In the records below, change "dry grass" to "withered grass" and reproduce every line with nothing else altered.

※

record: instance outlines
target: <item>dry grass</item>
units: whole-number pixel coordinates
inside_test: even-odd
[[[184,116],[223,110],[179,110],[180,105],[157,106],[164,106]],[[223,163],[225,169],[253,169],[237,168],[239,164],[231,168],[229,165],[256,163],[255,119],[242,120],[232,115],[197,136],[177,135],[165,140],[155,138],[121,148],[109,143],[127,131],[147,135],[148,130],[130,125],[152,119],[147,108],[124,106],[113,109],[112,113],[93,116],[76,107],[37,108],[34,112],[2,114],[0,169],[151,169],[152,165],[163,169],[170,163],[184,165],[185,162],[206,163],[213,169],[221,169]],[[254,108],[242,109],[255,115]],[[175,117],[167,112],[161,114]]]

※

» **Result below**:
record: instance outlines
target: <item>withered grass</item>
units: whole-number pixel coordinates
inside_test: even-odd
[[[184,116],[223,110],[179,110],[180,105],[157,106],[164,106]],[[223,163],[225,169],[253,169],[237,168],[239,164],[231,168],[229,165],[256,163],[255,119],[242,120],[232,115],[197,136],[177,135],[165,140],[155,138],[121,148],[109,143],[127,131],[147,135],[148,130],[130,125],[152,119],[147,108],[124,106],[113,109],[112,113],[93,116],[76,107],[37,108],[34,112],[2,114],[0,169],[151,169],[152,165],[163,169],[170,163],[184,165],[185,162],[206,163],[213,169],[221,169]],[[254,108],[242,109],[255,115]],[[175,117],[167,112],[161,114]]]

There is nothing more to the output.